§ Records supplied:
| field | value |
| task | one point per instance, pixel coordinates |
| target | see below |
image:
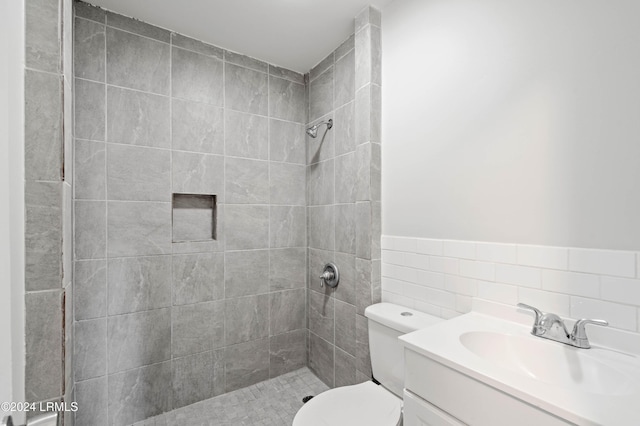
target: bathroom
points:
(168, 215)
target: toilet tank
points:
(387, 322)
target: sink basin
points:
(550, 362)
(587, 387)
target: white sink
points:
(550, 362)
(597, 386)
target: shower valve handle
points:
(326, 276)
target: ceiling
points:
(294, 34)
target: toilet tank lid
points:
(400, 318)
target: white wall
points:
(512, 121)
(12, 202)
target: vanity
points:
(479, 369)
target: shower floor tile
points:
(273, 402)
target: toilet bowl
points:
(364, 404)
(368, 403)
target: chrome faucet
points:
(551, 326)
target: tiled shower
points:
(202, 213)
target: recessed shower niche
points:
(193, 217)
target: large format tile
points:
(246, 318)
(197, 127)
(137, 62)
(321, 148)
(43, 345)
(90, 170)
(198, 277)
(288, 268)
(363, 358)
(42, 35)
(321, 227)
(90, 357)
(321, 315)
(287, 352)
(345, 79)
(138, 284)
(138, 173)
(197, 328)
(196, 77)
(137, 118)
(345, 179)
(138, 228)
(245, 61)
(322, 66)
(194, 218)
(286, 100)
(89, 50)
(43, 235)
(286, 142)
(195, 173)
(192, 379)
(137, 27)
(346, 291)
(276, 71)
(364, 229)
(316, 261)
(321, 95)
(346, 327)
(92, 398)
(345, 139)
(90, 110)
(362, 115)
(246, 227)
(321, 358)
(139, 393)
(320, 183)
(138, 339)
(246, 135)
(246, 90)
(197, 46)
(363, 57)
(88, 11)
(90, 229)
(364, 283)
(245, 273)
(345, 368)
(90, 289)
(246, 364)
(346, 228)
(288, 226)
(246, 181)
(287, 311)
(42, 126)
(287, 184)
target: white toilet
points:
(367, 403)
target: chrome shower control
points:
(330, 276)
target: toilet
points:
(368, 403)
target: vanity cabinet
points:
(418, 412)
(436, 395)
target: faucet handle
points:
(535, 310)
(579, 335)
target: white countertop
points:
(441, 343)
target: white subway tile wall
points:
(443, 277)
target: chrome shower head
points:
(313, 130)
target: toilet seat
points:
(364, 404)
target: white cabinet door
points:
(418, 412)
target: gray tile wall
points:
(156, 113)
(48, 198)
(343, 194)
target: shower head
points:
(313, 130)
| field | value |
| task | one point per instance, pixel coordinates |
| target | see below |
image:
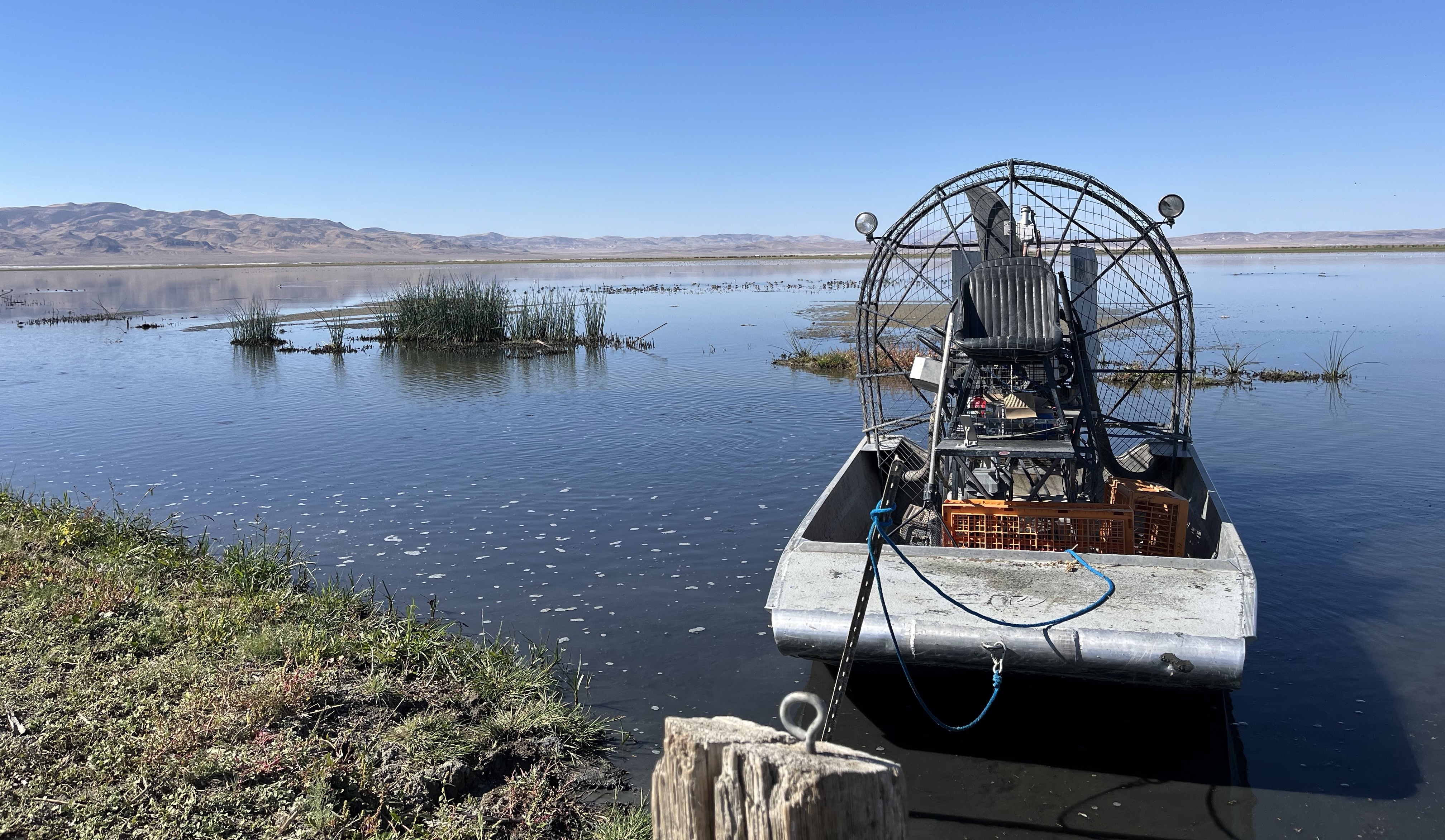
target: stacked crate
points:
(1040, 525)
(1161, 515)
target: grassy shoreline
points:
(161, 686)
(1184, 250)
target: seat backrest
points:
(1011, 311)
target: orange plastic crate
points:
(1041, 525)
(1161, 515)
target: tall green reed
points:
(255, 324)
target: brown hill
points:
(106, 233)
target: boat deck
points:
(1172, 621)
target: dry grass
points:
(170, 687)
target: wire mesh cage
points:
(1123, 291)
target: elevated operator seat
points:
(1011, 311)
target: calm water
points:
(632, 503)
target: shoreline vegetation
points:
(452, 313)
(1183, 250)
(162, 686)
(1236, 369)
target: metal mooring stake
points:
(840, 686)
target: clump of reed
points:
(595, 317)
(547, 316)
(805, 356)
(448, 311)
(1336, 365)
(445, 310)
(255, 324)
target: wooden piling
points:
(725, 778)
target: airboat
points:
(1025, 346)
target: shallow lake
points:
(629, 505)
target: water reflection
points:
(1055, 755)
(259, 363)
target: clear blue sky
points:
(680, 119)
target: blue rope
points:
(898, 651)
(883, 533)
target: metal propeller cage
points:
(1135, 313)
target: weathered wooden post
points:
(725, 778)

§ Stated exercise:
Rename "target" to "label" throughout all the records above, changing nothing else. Write the lines out again without the pictures.

§ Final answer:
| field | value |
| task | one point per instance, pixel coordinates |
| label | see below |
image:
label: bathroom
points:
(168, 215)
label: toilet tank
points:
(387, 322)
label: sink basin
points:
(550, 362)
(587, 387)
label: white sink
points:
(550, 362)
(597, 386)
label: shower valve handle
points:
(326, 276)
label: ceiling
points:
(294, 34)
label: toilet tank lid
points:
(400, 318)
label: white wall
points:
(512, 121)
(12, 202)
label: vanity
points:
(479, 369)
label: shower floor tile
points:
(273, 402)
label: toilet bowl
points:
(364, 404)
(368, 403)
label: chrome faucet
points:
(551, 326)
label: tiled shower
points:
(202, 213)
label: recessed shower niche
points:
(193, 217)
label: large format tile
points:
(246, 318)
(197, 127)
(137, 62)
(321, 148)
(43, 345)
(90, 170)
(198, 277)
(288, 268)
(363, 358)
(42, 35)
(321, 227)
(90, 357)
(321, 315)
(287, 352)
(345, 79)
(138, 284)
(138, 173)
(197, 328)
(196, 77)
(137, 118)
(345, 179)
(138, 228)
(245, 61)
(322, 66)
(194, 218)
(286, 100)
(89, 50)
(43, 235)
(286, 142)
(195, 173)
(192, 379)
(137, 27)
(346, 291)
(276, 71)
(364, 229)
(316, 261)
(321, 95)
(346, 327)
(92, 398)
(345, 139)
(90, 110)
(362, 115)
(246, 227)
(321, 358)
(139, 393)
(320, 183)
(138, 339)
(246, 135)
(246, 90)
(197, 46)
(363, 57)
(88, 11)
(90, 229)
(364, 283)
(245, 273)
(345, 368)
(90, 289)
(246, 364)
(346, 228)
(288, 226)
(246, 181)
(287, 311)
(42, 126)
(287, 184)
label: white toilet
points:
(367, 403)
label: chrome shower control
points:
(330, 276)
label: toilet
points:
(368, 403)
label: vanity cabinet
points:
(418, 412)
(436, 395)
label: faucet handle
points:
(535, 310)
(579, 335)
label: white countertop
points:
(441, 343)
label: white subway tile wall
points:
(443, 277)
label: chrome shower head
points:
(313, 130)
label: toilet seat
points:
(364, 404)
label: white cabinet door
points:
(418, 412)
label: gray tile wall
points:
(156, 113)
(48, 198)
(343, 194)
label: shower head
points:
(313, 130)
| field | value |
| task | one point per instance, pixel coordinates |
| label | see below |
image:
label: stacked crate
points:
(1040, 525)
(1161, 515)
label: grassy shoreline
points:
(161, 686)
(1184, 250)
label: seat backrest
points:
(1011, 311)
label: orange plastic crate
points:
(1041, 525)
(1161, 515)
label: tall green reed
points:
(255, 324)
label: brown hill
points:
(106, 233)
label: boat deck
points:
(1172, 621)
label: dry grass
points:
(170, 687)
label: wire mesh cage
points:
(1123, 291)
label: elevated operator seat
points:
(1011, 311)
label: calm water
points:
(632, 503)
label: shoreline vegetation
points:
(452, 313)
(1183, 250)
(162, 686)
(1236, 369)
label: metal mooring stake
points:
(840, 686)
label: clump of reed
points:
(595, 317)
(547, 316)
(805, 356)
(448, 311)
(1336, 365)
(445, 310)
(255, 324)
label: wooden piling
points:
(725, 778)
label: airboat
points:
(1025, 346)
label: shallow lake
points:
(629, 505)
label: water reflection
points:
(1055, 755)
(259, 363)
label: clear blue sky
points:
(680, 119)
label: blue rope
points:
(898, 651)
(883, 533)
label: metal propeller cage
points:
(1135, 313)
label: weathered wooden post
points:
(725, 778)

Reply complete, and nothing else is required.